**GOAL A**
List every line of the entries below that contains the word "sunlit".

**EXTRACT TO READ**
· · · ·
PyTorch

4 minute read

Published: August 01, 2022

This lesson covers PyTorch Tutorial, https://pytorch.org/tutorials/beginner/basics/intro.html

Optimizing Model Parameters

topic = "pytorch"
lesson = 7

from n import *
home, models_path = get_project_dir("FashionMNIST")
print_(home)

/home/naneja/datasets/n/FashionMNIST

%matplotlib inline
import os
import pathlib
import matplotlib.pyplot as plt
import numpy as np
from tqdm import tqdm
import time

import torch
from torch import nn

from torchvision import datasets
from torchvision.transforms import ToTensor

from torch.utils.data import DataLoader

from IPython.display import display, HTML

training_data = datasets.FashionMNIST(root=home,
                                     train=True,
                                     download=True,
                                     transform=ToTensor())

test_data = datasets.FashionMNIST(root=home, 
                                  train=False,
                                  download=True,
                                  transform=ToTensor())

batch_size = 64

train_dataloader = DataLoader(training_data,
                              batch_size=batch_size,
                              shuffle=True)

test_dataloader = DataLoader(test_data,
                             batch_size=batch_size,
                             shuffle=True)

class NeuralNetwork(nn.Module):
    def __init__(self):
        
        super(NeuralNetwork, self).__init__()
        
        self.flatten = nn.Flatten()
        
        self.linear_relu_stack = nn.Sequential(
            nn.Linear(28*28, 512),
            nn.ReLU(),
            nn.Linear(512, 512),
            nn.ReLU(),
            nn.Linear(512, 10),
        )

    def forward(self, x):
        x = self.flatten(x)
        logits = self.linear_relu_stack(x)
· · · ·
Point annotation records:
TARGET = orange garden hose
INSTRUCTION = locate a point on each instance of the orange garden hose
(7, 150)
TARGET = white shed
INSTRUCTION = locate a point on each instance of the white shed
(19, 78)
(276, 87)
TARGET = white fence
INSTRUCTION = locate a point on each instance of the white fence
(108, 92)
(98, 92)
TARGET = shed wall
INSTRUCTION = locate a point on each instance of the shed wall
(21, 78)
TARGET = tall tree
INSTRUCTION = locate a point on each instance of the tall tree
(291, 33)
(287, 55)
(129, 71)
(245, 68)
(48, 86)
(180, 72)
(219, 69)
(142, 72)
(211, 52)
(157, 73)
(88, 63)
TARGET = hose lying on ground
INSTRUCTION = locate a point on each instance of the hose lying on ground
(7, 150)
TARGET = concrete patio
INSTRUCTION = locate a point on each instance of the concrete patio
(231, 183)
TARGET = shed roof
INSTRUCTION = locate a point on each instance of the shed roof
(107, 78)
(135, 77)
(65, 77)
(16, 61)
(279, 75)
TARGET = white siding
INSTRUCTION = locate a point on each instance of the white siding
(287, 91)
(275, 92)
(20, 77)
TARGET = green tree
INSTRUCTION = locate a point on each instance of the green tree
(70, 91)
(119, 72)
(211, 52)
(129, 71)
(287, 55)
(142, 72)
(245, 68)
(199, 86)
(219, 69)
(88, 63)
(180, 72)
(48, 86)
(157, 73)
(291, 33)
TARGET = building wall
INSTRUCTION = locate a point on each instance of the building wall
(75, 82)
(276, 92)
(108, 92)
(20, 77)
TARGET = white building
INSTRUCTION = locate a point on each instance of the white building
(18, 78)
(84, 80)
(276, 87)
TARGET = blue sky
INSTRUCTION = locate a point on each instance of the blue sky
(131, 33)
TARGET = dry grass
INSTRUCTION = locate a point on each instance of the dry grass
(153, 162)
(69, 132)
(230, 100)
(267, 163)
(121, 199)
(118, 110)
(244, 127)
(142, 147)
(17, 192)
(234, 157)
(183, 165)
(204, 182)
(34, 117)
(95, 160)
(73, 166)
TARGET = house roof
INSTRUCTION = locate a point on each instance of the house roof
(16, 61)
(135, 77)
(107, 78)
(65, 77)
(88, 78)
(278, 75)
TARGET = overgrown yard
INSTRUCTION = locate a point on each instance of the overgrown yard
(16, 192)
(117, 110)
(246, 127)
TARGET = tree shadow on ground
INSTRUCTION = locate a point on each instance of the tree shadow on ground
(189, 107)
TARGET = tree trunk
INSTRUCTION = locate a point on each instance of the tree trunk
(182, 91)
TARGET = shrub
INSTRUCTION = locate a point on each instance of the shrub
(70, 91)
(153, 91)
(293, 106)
· · · ·
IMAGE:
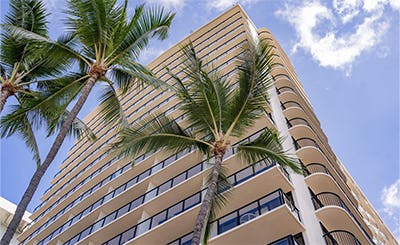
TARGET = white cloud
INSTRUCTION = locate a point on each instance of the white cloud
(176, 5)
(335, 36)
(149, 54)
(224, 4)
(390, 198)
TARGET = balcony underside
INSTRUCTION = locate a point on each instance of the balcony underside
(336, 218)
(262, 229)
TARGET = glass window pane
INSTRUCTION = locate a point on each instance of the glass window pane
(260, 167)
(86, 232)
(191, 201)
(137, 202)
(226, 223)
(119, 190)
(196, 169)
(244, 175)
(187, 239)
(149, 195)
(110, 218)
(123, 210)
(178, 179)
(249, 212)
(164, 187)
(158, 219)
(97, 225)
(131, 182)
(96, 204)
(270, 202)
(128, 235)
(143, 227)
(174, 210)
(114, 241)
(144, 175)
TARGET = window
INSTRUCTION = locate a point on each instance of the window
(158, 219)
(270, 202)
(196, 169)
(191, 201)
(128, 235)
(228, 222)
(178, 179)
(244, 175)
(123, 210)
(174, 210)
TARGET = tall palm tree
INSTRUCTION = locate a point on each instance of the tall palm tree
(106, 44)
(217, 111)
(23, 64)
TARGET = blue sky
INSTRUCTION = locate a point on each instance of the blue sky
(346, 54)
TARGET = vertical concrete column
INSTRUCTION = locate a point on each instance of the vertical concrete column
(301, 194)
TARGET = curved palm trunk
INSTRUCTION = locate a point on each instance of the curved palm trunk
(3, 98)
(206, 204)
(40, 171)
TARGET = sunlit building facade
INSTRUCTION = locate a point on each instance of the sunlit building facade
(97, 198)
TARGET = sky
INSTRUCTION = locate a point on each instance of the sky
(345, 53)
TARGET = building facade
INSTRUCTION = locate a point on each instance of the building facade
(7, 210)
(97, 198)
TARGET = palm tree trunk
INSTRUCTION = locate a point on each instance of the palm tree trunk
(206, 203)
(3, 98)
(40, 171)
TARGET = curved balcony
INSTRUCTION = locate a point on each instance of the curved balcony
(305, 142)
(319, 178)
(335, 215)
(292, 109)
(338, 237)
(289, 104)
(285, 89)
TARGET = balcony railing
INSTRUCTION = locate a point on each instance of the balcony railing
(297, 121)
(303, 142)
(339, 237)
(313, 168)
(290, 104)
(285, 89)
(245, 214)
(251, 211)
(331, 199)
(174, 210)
· · · ·
**GOAL B**
Reproduce word for word everything in the PyTorch lesson above, from "batch_size = 64" down to "super(NeuralNetwork, self).__init__()".

**EXERCISE RESPONSE A**
TARGET = sunlit building facade
INSTRUCTION = locate a point on each instance of the sunlit building facade

**EXERCISE RESPONSE B**
batch_size = 64

train_dataloader = DataLoader(training_data,
                              batch_size=batch_size,
                              shuffle=True)

test_dataloader = DataLoader(test_data,
                             batch_size=batch_size,
                             shuffle=True)

class NeuralNetwork(nn.Module):
    def __init__(self):
        
        super(NeuralNetwork, self).__init__()